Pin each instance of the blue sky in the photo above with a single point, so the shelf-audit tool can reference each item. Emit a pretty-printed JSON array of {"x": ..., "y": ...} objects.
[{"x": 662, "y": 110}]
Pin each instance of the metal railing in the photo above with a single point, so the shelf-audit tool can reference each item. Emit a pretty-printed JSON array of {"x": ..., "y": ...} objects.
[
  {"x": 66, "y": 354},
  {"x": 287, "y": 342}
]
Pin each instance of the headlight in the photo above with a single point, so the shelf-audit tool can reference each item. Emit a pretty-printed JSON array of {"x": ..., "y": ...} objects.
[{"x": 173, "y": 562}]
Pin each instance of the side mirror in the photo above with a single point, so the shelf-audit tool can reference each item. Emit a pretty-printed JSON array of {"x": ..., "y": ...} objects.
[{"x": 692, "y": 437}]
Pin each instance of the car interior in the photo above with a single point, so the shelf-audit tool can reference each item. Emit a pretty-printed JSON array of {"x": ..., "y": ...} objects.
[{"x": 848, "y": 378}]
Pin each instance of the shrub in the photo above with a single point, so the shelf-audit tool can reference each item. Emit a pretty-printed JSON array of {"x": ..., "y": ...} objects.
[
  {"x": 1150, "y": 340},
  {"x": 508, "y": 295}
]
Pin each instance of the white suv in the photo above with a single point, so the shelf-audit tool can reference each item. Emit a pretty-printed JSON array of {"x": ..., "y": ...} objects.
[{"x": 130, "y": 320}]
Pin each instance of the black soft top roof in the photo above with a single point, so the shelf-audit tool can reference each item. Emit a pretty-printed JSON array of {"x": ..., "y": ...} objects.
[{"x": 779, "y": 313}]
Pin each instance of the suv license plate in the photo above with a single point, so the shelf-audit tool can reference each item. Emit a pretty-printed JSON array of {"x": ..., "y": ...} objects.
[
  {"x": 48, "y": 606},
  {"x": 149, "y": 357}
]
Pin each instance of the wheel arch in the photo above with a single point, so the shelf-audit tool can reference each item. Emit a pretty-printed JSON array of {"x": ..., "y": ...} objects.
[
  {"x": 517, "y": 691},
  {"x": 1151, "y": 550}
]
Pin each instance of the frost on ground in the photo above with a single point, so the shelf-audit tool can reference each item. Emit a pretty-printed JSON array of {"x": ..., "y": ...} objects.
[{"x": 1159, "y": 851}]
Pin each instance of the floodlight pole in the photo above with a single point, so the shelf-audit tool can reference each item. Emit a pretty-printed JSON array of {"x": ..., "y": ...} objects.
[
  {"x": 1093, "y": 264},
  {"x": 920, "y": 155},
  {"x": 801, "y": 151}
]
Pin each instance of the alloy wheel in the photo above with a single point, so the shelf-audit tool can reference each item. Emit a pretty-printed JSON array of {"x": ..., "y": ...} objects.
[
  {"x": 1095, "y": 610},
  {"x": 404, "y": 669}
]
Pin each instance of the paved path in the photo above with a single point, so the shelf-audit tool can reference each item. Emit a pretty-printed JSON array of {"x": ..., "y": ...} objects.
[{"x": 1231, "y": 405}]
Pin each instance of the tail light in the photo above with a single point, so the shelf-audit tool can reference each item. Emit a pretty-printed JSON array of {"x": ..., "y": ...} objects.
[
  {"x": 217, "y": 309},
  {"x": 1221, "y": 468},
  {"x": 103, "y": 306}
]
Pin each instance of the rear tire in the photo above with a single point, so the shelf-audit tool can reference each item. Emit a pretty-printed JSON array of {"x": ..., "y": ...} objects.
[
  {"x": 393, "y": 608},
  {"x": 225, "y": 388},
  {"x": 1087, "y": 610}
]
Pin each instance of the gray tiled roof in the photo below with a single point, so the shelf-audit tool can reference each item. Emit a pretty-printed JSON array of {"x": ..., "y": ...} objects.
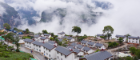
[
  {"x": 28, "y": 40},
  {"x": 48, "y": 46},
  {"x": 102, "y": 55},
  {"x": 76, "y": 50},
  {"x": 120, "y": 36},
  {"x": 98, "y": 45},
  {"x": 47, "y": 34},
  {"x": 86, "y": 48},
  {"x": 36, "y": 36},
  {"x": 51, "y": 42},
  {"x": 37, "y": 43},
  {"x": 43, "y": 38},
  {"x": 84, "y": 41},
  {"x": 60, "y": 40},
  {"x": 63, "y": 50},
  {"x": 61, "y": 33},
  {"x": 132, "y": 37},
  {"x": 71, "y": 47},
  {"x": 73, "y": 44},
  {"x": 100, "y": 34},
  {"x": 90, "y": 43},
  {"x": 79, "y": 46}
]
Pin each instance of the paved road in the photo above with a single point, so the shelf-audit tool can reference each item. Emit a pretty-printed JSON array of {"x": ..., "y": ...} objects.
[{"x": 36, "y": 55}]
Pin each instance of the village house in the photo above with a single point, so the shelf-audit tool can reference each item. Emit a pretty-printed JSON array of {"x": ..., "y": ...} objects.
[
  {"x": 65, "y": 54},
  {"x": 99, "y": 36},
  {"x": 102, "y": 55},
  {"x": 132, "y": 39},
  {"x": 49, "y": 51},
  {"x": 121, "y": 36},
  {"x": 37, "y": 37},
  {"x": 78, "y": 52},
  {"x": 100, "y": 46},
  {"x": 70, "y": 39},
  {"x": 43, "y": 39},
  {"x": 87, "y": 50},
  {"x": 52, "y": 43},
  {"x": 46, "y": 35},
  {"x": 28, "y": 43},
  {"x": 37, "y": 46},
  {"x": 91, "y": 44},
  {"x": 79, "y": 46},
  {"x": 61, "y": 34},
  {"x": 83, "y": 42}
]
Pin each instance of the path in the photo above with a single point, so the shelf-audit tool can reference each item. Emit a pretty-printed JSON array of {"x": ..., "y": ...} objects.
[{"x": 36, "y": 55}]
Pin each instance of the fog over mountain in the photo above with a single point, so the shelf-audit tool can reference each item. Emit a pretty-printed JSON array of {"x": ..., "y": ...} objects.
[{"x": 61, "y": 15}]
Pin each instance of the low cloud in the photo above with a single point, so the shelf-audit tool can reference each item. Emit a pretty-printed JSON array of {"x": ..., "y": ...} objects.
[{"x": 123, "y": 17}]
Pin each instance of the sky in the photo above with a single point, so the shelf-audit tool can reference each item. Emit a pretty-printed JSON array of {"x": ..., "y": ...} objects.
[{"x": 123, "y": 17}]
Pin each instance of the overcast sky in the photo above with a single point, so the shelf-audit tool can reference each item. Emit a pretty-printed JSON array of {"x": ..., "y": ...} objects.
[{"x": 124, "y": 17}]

☆ ☆ ☆ ☆ ☆

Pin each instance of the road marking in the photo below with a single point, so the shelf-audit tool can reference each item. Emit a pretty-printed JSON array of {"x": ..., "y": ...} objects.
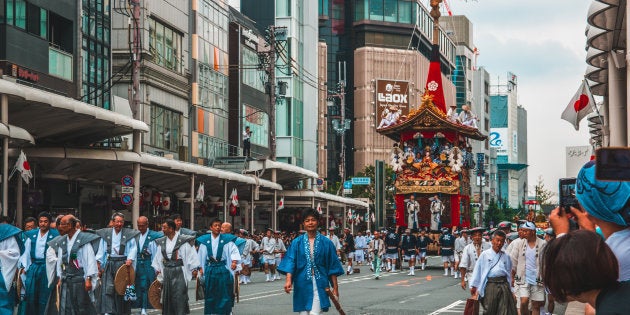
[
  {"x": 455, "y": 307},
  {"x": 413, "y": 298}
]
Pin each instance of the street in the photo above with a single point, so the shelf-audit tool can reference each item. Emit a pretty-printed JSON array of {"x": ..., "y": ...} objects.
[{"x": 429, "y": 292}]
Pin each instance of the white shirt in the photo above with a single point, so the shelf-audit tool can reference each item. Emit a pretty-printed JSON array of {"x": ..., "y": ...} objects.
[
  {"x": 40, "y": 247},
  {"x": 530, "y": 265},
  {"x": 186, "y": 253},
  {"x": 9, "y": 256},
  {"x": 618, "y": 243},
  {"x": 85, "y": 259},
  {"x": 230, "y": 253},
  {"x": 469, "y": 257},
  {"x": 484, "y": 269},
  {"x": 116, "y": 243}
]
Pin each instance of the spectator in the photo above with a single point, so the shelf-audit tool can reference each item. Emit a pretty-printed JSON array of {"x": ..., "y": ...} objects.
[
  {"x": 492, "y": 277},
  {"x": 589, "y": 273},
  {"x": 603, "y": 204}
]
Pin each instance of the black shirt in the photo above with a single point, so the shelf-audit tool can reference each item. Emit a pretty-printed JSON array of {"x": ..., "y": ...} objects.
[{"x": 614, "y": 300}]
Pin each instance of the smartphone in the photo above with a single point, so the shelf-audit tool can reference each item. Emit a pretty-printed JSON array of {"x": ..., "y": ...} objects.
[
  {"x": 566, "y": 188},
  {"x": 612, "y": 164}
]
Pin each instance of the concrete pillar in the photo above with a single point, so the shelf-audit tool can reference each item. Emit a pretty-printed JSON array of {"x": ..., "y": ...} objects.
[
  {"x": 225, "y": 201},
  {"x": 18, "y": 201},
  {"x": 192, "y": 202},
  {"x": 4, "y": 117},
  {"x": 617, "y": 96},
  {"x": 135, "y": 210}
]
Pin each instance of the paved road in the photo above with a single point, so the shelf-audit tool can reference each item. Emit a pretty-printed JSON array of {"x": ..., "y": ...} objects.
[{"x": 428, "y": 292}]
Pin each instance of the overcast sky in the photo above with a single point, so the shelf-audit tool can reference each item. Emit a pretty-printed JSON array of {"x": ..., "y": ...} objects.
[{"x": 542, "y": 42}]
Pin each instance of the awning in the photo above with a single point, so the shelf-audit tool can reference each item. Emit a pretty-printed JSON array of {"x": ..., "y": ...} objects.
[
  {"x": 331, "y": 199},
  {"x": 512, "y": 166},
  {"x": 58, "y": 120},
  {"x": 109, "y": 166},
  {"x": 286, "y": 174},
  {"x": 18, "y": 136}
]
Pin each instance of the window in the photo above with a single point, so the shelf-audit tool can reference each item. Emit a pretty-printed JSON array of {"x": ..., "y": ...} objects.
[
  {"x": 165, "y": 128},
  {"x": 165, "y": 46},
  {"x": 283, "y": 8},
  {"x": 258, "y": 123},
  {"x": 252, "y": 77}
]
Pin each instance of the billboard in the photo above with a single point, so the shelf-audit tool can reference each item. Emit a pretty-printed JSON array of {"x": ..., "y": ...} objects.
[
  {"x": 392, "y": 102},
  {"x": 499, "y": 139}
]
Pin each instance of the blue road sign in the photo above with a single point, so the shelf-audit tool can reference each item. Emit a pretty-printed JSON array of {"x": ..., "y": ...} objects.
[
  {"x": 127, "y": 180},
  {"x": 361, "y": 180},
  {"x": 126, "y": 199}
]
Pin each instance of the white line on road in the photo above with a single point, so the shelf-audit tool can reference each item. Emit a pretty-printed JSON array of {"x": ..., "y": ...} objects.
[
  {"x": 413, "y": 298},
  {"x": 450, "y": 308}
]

☆ ☆ ☆ ☆ ☆

PROBLEM |
Select and copy each line of the data above that contains the string "roof". Count only matches with the same capitalization.

COMPLETED EXERCISE |
Pin each instance of the black soft top roof in the photo above with a single point, so the shelf-audit tool can reference each item. Emit a pretty-printed JSON array of {"x": ..., "y": ...} objects.
Pin each instance of the gray tiled roof in the photo below with a single point, so the shelf-audit tool can reference each item. Emit a pretty-printed JSON array of {"x": ..., "y": ...} objects.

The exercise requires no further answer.